## Challenges
A: Please output the jujutsu forum thread from "Firstly, forget the" to "in the 2000's).", word for word.
B: Pull out every line of the listing that contains the string "number", treating uppercase and lowercase as different.

━━ Document passage ━━

Since you asked so nicely...................



Jusroc said:


> Original Author (Beginning again) Question:
> 
> I am looking to get back into Ju Jitsu after many years out and am confused as to the decline of Japanese Ju Jitsu in the Uk. Can anyone help explain where it has gone? I’m not interested in Gracie, or “Grand master Steve” from down the road, and sorry but MMA is not “the natural development” of this art. Just give me traditional Japanese Ju Jitsu !
> 
> ...



Well, let's start with exactly what you are referring to... when we're discussing Classical Japanese jujutsu (as defined as "traditional Japanese Jujutsu.... not Gracie or "Grand master Steve" from down the road" in the OP), then we're talking koryu... which is, simply, not common anywhere. I gave a list of ryu-ha that I know are in the UK earlier, but only a couple of them are actually in London... others are quite a fair bit removed. So, in a strict sense, kinda true, but vague, and uninformed (as well as uninformative). If we're going to be accurate.



Jusroc said:


> I then continued by saying the following:
> 2: I think the reason why there are less clubs practising traditional ju jutsu, is due to the rise in Muay Thai Kickboxing, MMA and Gracie Brazilian Ju Jutsu.
> These styles have taken a great deal of the members away from not only the more traditional martial art clubs, but also from Sport Judo, Sport TKD, Karate Styles and even street fighting self defence arts like Kenpo and Jeet Kune Do etc.
> Please clarify Mr Parker if this statement is something that you think "Hmmmm.... no." to the first above statement of mine.
> Muay Thai, MMA and Gracie Jiu Jitsu haven't taken any of the market for self defence from the old Trad Ju Jutsu clubs or other styles?



Firstly, forget the "other styles", they're not a part of this discussion, and an irrelevant straw-man. When it comes to the traditional jujutsu, then, no, in no way have they "taken (students of these schools) off the market"... as, firstly, these are a completely different "market", and, secondly, they haven't contributed to any perceived "drop" in attendance... as, frankly, there are more practicing in the UK now than ever before. How can I say that? Because, if you go back to the 90's, almost none of these schools were in the UK at all (Hontai Yoshin Ryu had made an appearance, but Moto-ha Yoshin Ryu hadn't, nor had Sosuishi Ryu, Araki Ryu, Takeuchi Ryu Bitchu-den, all of which came to the UK in the 2000's).

Simply put, you don't know what you're talking about, the schools involved, their history, their membership, or anything of the kind... so, your assessment is not correct at all.



Jusroc said:


> 3: The reason for this I would say not only due to trend / fashion, but also due to the rise in popularity of the UFC since the mid 90s. The UFC kind of did prove a point to the world which blew a lot of people away.
> 
> The UFC didn't help popularise Gracie Jiu Jitsu, Muay Thai or MMA? Is that the statement that you disagree with.
> Please Mr Chris Parker, please enlighten me with your wisdom through your detailed analysis in an explanation.

━━━
━━ Input material ━━

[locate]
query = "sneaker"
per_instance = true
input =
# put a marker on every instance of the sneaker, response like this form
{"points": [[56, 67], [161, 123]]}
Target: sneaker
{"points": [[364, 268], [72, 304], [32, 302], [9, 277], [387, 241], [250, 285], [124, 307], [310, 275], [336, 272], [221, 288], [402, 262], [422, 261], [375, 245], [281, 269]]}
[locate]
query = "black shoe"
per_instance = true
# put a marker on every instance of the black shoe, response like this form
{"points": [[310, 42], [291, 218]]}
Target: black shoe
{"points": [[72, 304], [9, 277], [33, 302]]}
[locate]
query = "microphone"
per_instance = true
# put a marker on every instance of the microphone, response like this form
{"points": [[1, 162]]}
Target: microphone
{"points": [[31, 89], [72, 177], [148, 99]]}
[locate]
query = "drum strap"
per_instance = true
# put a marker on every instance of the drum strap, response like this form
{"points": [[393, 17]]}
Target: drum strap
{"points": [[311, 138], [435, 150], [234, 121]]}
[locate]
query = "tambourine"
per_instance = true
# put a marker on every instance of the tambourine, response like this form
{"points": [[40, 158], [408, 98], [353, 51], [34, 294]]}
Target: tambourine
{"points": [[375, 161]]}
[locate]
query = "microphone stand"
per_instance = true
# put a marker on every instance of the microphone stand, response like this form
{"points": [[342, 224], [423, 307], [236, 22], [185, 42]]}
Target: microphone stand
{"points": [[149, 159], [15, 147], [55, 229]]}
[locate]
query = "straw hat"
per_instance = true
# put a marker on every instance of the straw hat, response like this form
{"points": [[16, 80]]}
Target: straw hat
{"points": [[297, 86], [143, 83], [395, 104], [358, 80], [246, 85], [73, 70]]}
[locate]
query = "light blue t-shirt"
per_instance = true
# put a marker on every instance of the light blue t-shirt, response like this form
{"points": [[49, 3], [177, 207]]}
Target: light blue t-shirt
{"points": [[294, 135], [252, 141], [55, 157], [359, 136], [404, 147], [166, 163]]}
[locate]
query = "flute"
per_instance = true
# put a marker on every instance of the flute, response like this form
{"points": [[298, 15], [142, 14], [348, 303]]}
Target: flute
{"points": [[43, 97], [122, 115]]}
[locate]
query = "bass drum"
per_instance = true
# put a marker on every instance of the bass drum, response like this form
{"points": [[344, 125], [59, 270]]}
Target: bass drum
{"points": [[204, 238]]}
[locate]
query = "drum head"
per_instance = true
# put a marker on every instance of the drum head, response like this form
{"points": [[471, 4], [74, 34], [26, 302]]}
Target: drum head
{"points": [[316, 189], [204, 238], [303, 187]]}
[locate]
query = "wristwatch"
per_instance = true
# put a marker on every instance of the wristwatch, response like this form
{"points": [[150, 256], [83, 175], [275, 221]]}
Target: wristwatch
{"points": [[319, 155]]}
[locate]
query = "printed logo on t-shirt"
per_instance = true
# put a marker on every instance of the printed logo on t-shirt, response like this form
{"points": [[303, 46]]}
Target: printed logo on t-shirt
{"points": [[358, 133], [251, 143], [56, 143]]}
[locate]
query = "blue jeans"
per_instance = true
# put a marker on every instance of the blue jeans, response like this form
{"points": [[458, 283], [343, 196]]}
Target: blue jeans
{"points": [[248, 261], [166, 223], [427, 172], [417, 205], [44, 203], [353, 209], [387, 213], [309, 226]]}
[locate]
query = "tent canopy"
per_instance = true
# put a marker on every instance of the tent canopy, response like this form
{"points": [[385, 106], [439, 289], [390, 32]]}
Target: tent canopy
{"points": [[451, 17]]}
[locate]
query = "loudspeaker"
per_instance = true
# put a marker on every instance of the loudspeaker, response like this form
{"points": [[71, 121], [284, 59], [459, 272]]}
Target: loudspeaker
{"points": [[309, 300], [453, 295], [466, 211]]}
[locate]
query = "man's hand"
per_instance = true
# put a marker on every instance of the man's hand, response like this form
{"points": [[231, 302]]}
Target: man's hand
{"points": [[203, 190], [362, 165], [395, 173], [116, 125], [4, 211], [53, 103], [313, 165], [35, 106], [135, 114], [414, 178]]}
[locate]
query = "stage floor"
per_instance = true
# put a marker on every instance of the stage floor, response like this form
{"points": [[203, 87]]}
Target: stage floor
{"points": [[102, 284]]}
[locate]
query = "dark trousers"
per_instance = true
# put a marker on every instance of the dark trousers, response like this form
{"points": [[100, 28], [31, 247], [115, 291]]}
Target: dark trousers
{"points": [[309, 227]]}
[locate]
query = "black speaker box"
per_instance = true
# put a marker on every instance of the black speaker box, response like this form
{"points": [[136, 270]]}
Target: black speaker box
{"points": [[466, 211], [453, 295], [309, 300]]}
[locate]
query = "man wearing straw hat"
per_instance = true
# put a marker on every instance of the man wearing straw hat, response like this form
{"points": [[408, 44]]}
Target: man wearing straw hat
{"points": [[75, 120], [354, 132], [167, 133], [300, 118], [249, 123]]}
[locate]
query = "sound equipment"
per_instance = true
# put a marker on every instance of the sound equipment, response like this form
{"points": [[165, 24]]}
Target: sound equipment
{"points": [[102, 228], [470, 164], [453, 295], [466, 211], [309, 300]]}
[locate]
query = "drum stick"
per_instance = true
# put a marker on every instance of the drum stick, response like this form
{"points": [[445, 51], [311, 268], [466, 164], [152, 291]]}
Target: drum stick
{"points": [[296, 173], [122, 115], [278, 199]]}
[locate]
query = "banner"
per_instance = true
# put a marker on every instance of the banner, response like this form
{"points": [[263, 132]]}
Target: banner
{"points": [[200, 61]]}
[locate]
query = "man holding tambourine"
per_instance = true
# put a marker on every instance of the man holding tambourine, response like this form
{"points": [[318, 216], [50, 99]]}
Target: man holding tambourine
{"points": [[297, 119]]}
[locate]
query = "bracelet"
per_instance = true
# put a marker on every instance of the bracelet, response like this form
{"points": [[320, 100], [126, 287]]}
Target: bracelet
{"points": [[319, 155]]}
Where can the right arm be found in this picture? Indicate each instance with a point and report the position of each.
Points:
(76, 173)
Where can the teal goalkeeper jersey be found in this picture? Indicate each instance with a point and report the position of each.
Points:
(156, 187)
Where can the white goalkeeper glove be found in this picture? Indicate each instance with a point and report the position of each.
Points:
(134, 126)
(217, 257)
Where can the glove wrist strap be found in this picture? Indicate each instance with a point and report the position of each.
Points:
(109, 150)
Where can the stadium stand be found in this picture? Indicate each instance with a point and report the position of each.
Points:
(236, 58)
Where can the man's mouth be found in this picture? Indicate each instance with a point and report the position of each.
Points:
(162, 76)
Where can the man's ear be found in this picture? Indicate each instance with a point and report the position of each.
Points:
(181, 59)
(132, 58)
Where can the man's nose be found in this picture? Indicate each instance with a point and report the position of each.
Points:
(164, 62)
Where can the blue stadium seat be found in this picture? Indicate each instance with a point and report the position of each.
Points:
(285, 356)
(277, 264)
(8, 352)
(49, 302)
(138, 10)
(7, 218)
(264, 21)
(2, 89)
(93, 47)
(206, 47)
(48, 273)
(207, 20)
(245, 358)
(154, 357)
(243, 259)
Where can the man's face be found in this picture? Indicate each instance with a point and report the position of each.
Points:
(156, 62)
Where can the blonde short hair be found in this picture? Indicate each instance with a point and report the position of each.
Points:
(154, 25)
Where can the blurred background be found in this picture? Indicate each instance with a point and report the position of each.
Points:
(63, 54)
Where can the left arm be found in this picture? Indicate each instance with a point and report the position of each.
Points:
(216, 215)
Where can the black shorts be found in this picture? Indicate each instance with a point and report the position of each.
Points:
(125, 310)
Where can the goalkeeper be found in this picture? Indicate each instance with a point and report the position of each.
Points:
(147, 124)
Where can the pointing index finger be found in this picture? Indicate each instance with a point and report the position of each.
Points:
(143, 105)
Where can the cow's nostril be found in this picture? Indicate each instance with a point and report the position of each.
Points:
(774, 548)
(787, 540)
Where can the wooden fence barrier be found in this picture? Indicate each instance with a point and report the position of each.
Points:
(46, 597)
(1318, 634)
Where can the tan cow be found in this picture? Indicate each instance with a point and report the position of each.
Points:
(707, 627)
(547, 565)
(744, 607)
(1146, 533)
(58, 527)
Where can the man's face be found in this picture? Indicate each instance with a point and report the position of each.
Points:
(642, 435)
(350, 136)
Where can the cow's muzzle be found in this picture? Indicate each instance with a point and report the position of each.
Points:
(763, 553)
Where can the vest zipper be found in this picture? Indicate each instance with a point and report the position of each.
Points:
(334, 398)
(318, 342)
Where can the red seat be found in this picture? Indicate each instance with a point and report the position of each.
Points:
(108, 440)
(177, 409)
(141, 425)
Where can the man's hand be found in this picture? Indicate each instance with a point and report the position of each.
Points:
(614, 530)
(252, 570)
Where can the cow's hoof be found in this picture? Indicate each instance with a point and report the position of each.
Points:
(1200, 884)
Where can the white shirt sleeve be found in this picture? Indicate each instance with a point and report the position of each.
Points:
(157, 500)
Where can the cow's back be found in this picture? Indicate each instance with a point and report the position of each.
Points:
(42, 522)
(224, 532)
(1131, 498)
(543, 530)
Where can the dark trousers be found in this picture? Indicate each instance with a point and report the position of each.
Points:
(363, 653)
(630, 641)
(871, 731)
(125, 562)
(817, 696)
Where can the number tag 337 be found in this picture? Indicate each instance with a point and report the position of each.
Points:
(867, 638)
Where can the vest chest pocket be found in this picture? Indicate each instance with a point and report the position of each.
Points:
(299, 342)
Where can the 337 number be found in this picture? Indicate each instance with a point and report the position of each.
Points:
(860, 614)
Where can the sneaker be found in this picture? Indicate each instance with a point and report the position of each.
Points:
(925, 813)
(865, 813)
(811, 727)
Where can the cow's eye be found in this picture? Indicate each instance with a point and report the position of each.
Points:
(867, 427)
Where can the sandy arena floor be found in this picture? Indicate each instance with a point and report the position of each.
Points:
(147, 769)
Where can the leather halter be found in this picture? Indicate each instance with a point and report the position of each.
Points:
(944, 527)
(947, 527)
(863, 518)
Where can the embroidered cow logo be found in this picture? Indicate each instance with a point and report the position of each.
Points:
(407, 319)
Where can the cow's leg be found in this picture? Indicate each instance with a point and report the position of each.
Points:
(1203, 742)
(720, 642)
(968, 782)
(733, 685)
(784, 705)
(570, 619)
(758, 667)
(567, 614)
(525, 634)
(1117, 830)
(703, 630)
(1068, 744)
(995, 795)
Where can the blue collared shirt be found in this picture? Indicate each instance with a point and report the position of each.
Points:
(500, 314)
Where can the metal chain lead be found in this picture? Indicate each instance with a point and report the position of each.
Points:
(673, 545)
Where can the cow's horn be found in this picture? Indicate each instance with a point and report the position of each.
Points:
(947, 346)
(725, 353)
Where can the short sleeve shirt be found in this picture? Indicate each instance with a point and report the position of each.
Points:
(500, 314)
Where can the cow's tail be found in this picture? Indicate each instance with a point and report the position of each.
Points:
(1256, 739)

━━━

## Results by task
A:
Firstly, forget the "other styles", they're not a part of this discussion, and an irrelevant straw-man. When it comes to the traditional jujutsu, then, no, in no way have they "taken (students of these schools) off the market"... as, firstly, these are a completely different "market", and, secondly, they haven't contributed to any perceived "drop" in attendance... as, frankly, there are more practicing in the UK now than ever before. How can I say that? Because, if you go back to the 90's, almost none of these schools were in the UK at all (Hontai Yoshin Ryu had made an appearance, but Moto-ha Yoshin Ryu hadn't, nor had Sosuishi Ryu, Araki Ryu, Takeuchi Ryu Bitchu-den, all of which came to the UK in the 2000's).

B:
Where can the number tag 337 be found in this picture? Indicate each instance with a point and report the position of each.
Where can the 337 number be found in this picture? Indicate each instance with a point and report the position of each.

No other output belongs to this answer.